Goal: Select every line below that contains the word "construction", matching case exactly, and copy each one in full.

Items:
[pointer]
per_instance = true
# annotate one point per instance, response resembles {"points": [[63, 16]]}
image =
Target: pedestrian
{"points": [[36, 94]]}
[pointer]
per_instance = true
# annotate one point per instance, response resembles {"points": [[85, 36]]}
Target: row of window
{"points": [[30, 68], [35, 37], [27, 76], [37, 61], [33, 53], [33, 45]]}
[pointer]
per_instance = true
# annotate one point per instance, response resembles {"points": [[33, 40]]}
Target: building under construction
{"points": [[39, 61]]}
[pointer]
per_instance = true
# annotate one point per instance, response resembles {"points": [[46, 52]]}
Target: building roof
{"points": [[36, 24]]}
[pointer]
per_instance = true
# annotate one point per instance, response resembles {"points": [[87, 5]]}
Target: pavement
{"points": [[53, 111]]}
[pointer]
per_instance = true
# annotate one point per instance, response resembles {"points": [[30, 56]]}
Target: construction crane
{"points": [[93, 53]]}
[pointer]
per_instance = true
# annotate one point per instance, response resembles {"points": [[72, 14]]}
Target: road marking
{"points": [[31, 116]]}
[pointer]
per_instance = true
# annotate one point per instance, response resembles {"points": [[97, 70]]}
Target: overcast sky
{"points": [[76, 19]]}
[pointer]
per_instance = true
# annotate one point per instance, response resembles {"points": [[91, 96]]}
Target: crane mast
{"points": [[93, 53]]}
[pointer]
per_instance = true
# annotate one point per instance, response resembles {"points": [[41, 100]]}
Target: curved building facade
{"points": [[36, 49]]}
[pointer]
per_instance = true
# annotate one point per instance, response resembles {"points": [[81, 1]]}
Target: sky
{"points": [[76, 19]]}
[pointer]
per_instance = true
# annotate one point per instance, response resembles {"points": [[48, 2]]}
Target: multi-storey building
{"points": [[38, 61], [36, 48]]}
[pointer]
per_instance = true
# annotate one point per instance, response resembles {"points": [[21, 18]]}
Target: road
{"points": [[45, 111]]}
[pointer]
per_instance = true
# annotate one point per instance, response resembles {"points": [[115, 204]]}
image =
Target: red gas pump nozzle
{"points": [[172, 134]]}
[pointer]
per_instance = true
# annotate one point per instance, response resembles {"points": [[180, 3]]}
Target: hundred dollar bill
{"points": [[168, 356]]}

...

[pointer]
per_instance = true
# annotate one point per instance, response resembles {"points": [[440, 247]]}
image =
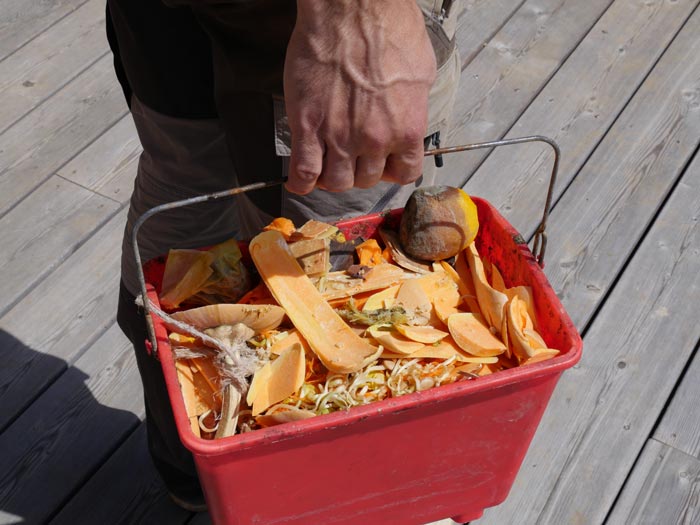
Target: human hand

Result of this task:
Target: building under construction
Target: construction crane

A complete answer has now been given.